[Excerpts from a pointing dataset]
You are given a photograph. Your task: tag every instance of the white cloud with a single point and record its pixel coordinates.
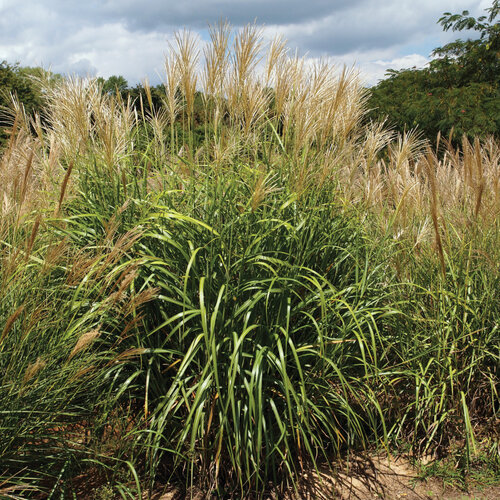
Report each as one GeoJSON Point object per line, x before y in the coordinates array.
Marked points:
{"type": "Point", "coordinates": [129, 38]}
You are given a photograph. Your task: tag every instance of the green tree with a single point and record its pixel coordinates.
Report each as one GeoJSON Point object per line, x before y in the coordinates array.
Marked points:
{"type": "Point", "coordinates": [113, 84]}
{"type": "Point", "coordinates": [458, 91]}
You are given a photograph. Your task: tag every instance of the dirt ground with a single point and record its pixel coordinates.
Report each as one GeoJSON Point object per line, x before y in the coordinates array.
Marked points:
{"type": "Point", "coordinates": [364, 479]}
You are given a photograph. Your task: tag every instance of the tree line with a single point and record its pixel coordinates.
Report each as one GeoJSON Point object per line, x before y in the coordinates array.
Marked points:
{"type": "Point", "coordinates": [457, 93]}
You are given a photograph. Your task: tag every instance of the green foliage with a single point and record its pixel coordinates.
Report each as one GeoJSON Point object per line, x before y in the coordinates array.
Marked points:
{"type": "Point", "coordinates": [459, 90]}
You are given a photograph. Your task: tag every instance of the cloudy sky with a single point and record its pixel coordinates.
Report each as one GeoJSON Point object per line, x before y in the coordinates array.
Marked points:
{"type": "Point", "coordinates": [129, 38]}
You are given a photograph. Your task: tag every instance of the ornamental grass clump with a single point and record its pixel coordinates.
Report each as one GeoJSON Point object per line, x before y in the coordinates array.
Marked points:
{"type": "Point", "coordinates": [239, 284]}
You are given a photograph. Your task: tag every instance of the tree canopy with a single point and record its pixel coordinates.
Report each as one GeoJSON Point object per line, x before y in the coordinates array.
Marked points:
{"type": "Point", "coordinates": [459, 90]}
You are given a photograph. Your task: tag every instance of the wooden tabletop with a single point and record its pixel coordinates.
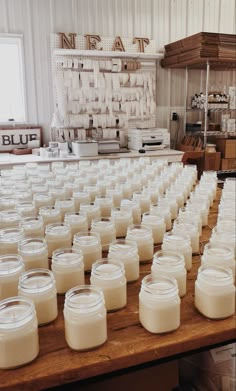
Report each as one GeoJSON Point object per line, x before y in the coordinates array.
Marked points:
{"type": "Point", "coordinates": [128, 344]}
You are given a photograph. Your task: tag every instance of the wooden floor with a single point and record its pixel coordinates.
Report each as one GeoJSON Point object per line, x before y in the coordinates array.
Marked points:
{"type": "Point", "coordinates": [128, 345]}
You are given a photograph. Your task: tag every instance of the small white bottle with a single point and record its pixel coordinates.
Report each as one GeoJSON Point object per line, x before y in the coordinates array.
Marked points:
{"type": "Point", "coordinates": [90, 245]}
{"type": "Point", "coordinates": [33, 227]}
{"type": "Point", "coordinates": [171, 264]}
{"type": "Point", "coordinates": [159, 304]}
{"type": "Point", "coordinates": [57, 236]}
{"type": "Point", "coordinates": [39, 285]}
{"type": "Point", "coordinates": [175, 241]}
{"type": "Point", "coordinates": [142, 235]}
{"type": "Point", "coordinates": [11, 266]}
{"type": "Point", "coordinates": [109, 275]}
{"type": "Point", "coordinates": [106, 229]}
{"type": "Point", "coordinates": [68, 269]}
{"type": "Point", "coordinates": [215, 292]}
{"type": "Point", "coordinates": [126, 251]}
{"type": "Point", "coordinates": [85, 318]}
{"type": "Point", "coordinates": [34, 252]}
{"type": "Point", "coordinates": [19, 342]}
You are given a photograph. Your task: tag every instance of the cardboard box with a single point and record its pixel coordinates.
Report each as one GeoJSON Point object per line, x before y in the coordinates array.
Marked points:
{"type": "Point", "coordinates": [228, 164]}
{"type": "Point", "coordinates": [212, 161]}
{"type": "Point", "coordinates": [227, 147]}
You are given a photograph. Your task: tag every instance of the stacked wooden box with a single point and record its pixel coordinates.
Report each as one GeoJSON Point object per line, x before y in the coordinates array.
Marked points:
{"type": "Point", "coordinates": [196, 50]}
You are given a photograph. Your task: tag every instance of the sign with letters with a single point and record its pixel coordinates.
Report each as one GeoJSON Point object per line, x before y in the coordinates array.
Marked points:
{"type": "Point", "coordinates": [14, 138]}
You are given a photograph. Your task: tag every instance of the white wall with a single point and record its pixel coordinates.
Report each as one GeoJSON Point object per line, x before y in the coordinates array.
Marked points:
{"type": "Point", "coordinates": [163, 20]}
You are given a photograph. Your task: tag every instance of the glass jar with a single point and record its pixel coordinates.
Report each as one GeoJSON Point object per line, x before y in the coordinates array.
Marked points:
{"type": "Point", "coordinates": [68, 269]}
{"type": "Point", "coordinates": [91, 211]}
{"type": "Point", "coordinates": [85, 318]}
{"type": "Point", "coordinates": [106, 230]}
{"type": "Point", "coordinates": [159, 304]}
{"type": "Point", "coordinates": [122, 218]}
{"type": "Point", "coordinates": [157, 225]}
{"type": "Point", "coordinates": [216, 254]}
{"type": "Point", "coordinates": [19, 342]}
{"type": "Point", "coordinates": [105, 203]}
{"type": "Point", "coordinates": [9, 219]}
{"type": "Point", "coordinates": [175, 241]}
{"type": "Point", "coordinates": [90, 245]}
{"type": "Point", "coordinates": [162, 211]}
{"type": "Point", "coordinates": [126, 251]}
{"type": "Point", "coordinates": [144, 240]}
{"type": "Point", "coordinates": [188, 229]}
{"type": "Point", "coordinates": [135, 207]}
{"type": "Point", "coordinates": [76, 222]}
{"type": "Point", "coordinates": [39, 285]}
{"type": "Point", "coordinates": [50, 215]}
{"type": "Point", "coordinates": [57, 236]}
{"type": "Point", "coordinates": [143, 199]}
{"type": "Point", "coordinates": [33, 227]}
{"type": "Point", "coordinates": [109, 275]}
{"type": "Point", "coordinates": [26, 209]}
{"type": "Point", "coordinates": [65, 206]}
{"type": "Point", "coordinates": [80, 197]}
{"type": "Point", "coordinates": [9, 239]}
{"type": "Point", "coordinates": [171, 264]}
{"type": "Point", "coordinates": [215, 292]}
{"type": "Point", "coordinates": [11, 266]}
{"type": "Point", "coordinates": [34, 252]}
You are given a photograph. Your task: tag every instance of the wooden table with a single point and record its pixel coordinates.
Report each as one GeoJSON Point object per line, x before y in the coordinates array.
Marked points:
{"type": "Point", "coordinates": [128, 343]}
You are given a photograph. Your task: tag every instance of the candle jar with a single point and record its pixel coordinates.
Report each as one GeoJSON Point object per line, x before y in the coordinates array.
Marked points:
{"type": "Point", "coordinates": [33, 227]}
{"type": "Point", "coordinates": [135, 207]}
{"type": "Point", "coordinates": [126, 251]}
{"type": "Point", "coordinates": [90, 245]}
{"type": "Point", "coordinates": [65, 206]}
{"type": "Point", "coordinates": [91, 211]}
{"type": "Point", "coordinates": [26, 209]}
{"type": "Point", "coordinates": [50, 215]}
{"type": "Point", "coordinates": [122, 218]}
{"type": "Point", "coordinates": [9, 239]}
{"type": "Point", "coordinates": [105, 203]}
{"type": "Point", "coordinates": [80, 197]}
{"type": "Point", "coordinates": [42, 200]}
{"type": "Point", "coordinates": [162, 211]}
{"type": "Point", "coordinates": [159, 304]}
{"type": "Point", "coordinates": [188, 229]}
{"type": "Point", "coordinates": [175, 241]}
{"type": "Point", "coordinates": [85, 318]}
{"type": "Point", "coordinates": [68, 269]}
{"type": "Point", "coordinates": [144, 240]}
{"type": "Point", "coordinates": [219, 255]}
{"type": "Point", "coordinates": [11, 266]}
{"type": "Point", "coordinates": [157, 225]}
{"type": "Point", "coordinates": [76, 222]}
{"type": "Point", "coordinates": [9, 219]}
{"type": "Point", "coordinates": [171, 264]}
{"type": "Point", "coordinates": [143, 199]}
{"type": "Point", "coordinates": [215, 292]}
{"type": "Point", "coordinates": [19, 342]}
{"type": "Point", "coordinates": [109, 275]}
{"type": "Point", "coordinates": [39, 285]}
{"type": "Point", "coordinates": [34, 252]}
{"type": "Point", "coordinates": [57, 236]}
{"type": "Point", "coordinates": [106, 230]}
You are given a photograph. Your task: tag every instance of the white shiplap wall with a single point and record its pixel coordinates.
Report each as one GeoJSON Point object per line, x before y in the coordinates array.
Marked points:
{"type": "Point", "coordinates": [162, 20]}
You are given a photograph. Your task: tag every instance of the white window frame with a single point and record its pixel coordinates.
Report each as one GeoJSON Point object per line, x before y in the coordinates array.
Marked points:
{"type": "Point", "coordinates": [17, 39]}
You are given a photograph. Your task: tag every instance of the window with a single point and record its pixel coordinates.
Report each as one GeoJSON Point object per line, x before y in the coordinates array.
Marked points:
{"type": "Point", "coordinates": [12, 89]}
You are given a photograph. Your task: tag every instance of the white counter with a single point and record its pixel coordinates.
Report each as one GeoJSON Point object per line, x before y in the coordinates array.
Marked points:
{"type": "Point", "coordinates": [7, 160]}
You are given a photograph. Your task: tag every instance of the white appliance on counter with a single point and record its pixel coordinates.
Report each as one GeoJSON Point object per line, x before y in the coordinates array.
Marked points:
{"type": "Point", "coordinates": [150, 139]}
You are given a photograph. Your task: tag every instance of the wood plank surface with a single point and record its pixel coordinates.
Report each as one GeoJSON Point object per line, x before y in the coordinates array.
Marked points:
{"type": "Point", "coordinates": [128, 343]}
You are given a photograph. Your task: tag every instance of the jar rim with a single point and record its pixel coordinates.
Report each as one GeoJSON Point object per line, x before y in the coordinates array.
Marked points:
{"type": "Point", "coordinates": [16, 320]}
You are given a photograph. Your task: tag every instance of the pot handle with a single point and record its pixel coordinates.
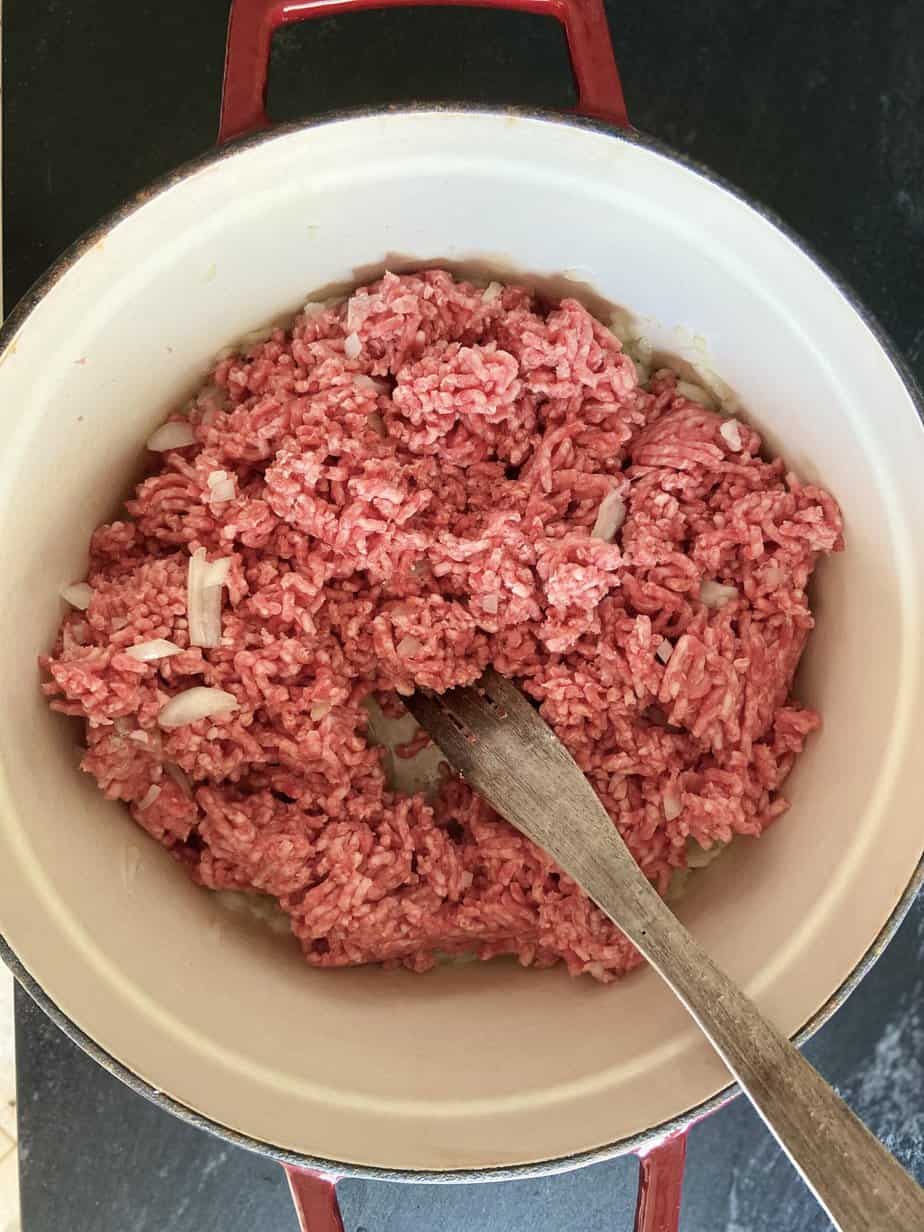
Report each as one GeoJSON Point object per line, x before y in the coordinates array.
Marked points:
{"type": "Point", "coordinates": [314, 1194]}
{"type": "Point", "coordinates": [251, 25]}
{"type": "Point", "coordinates": [660, 1184]}
{"type": "Point", "coordinates": [660, 1180]}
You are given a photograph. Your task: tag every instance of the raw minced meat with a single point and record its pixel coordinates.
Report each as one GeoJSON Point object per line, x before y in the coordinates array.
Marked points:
{"type": "Point", "coordinates": [408, 486]}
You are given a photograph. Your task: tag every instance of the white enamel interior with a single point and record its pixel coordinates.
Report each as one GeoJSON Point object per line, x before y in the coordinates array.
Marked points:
{"type": "Point", "coordinates": [483, 1065]}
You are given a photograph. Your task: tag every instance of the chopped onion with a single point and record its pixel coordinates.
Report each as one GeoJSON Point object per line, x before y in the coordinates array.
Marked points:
{"type": "Point", "coordinates": [713, 594]}
{"type": "Point", "coordinates": [180, 778]}
{"type": "Point", "coordinates": [175, 435]}
{"type": "Point", "coordinates": [221, 486]}
{"type": "Point", "coordinates": [732, 436]}
{"type": "Point", "coordinates": [352, 346]}
{"type": "Point", "coordinates": [149, 796]}
{"type": "Point", "coordinates": [672, 807]}
{"type": "Point", "coordinates": [223, 490]}
{"type": "Point", "coordinates": [203, 598]}
{"type": "Point", "coordinates": [377, 424]}
{"type": "Point", "coordinates": [195, 704]}
{"type": "Point", "coordinates": [699, 856]}
{"type": "Point", "coordinates": [256, 335]}
{"type": "Point", "coordinates": [78, 595]}
{"type": "Point", "coordinates": [610, 516]}
{"type": "Point", "coordinates": [158, 648]}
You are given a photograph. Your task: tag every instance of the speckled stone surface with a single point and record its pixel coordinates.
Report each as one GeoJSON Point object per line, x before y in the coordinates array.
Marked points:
{"type": "Point", "coordinates": [816, 110]}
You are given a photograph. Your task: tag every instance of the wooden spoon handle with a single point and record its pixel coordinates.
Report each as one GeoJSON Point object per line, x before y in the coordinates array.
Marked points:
{"type": "Point", "coordinates": [504, 750]}
{"type": "Point", "coordinates": [861, 1187]}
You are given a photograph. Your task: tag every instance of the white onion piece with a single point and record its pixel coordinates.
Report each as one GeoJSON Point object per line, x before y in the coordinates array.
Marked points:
{"type": "Point", "coordinates": [223, 490]}
{"type": "Point", "coordinates": [672, 807]}
{"type": "Point", "coordinates": [180, 778]}
{"type": "Point", "coordinates": [175, 435]}
{"type": "Point", "coordinates": [352, 346]}
{"type": "Point", "coordinates": [610, 516]}
{"type": "Point", "coordinates": [256, 335]}
{"type": "Point", "coordinates": [149, 796]}
{"type": "Point", "coordinates": [731, 435]}
{"type": "Point", "coordinates": [713, 594]}
{"type": "Point", "coordinates": [158, 648]}
{"type": "Point", "coordinates": [195, 704]}
{"type": "Point", "coordinates": [78, 595]}
{"type": "Point", "coordinates": [203, 598]}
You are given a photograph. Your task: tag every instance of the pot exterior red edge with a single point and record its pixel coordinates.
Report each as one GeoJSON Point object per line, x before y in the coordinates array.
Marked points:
{"type": "Point", "coordinates": [250, 28]}
{"type": "Point", "coordinates": [251, 25]}
{"type": "Point", "coordinates": [660, 1184]}
{"type": "Point", "coordinates": [314, 1195]}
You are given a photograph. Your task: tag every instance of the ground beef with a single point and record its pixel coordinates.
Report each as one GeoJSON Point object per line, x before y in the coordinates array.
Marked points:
{"type": "Point", "coordinates": [405, 487]}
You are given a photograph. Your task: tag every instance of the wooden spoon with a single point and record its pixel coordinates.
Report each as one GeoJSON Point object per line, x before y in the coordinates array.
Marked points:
{"type": "Point", "coordinates": [500, 745]}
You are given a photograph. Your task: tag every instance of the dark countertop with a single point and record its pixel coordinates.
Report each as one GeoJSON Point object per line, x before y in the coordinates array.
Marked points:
{"type": "Point", "coordinates": [817, 111]}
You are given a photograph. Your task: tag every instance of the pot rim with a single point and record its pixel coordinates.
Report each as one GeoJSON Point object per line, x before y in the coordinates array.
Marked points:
{"type": "Point", "coordinates": [15, 322]}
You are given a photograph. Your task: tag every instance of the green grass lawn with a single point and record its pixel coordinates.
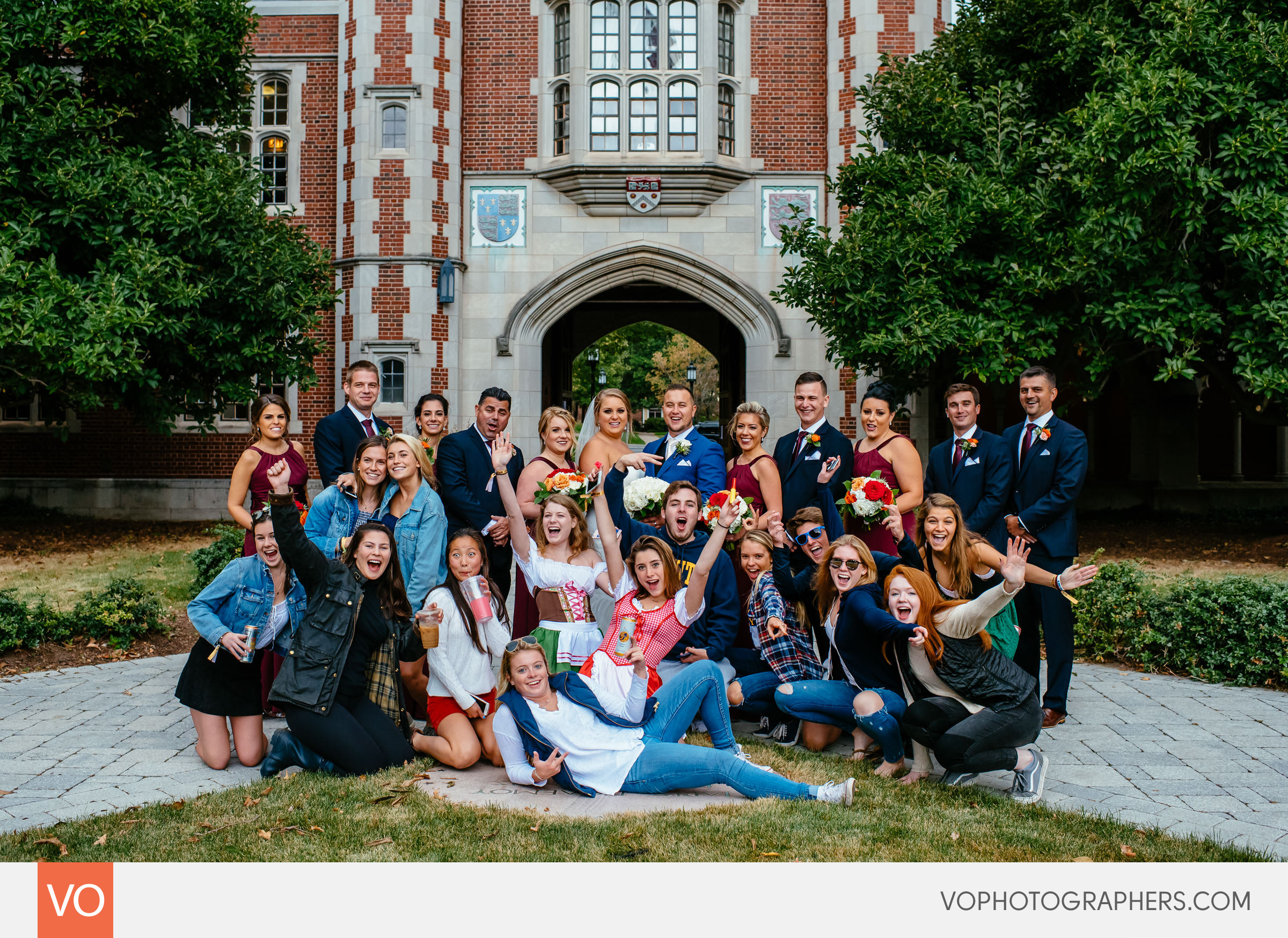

** STATED EXERCISE **
Determine how many lines of the material above contain the string "green", and give only that number.

** COMPLETED EXERCISE **
3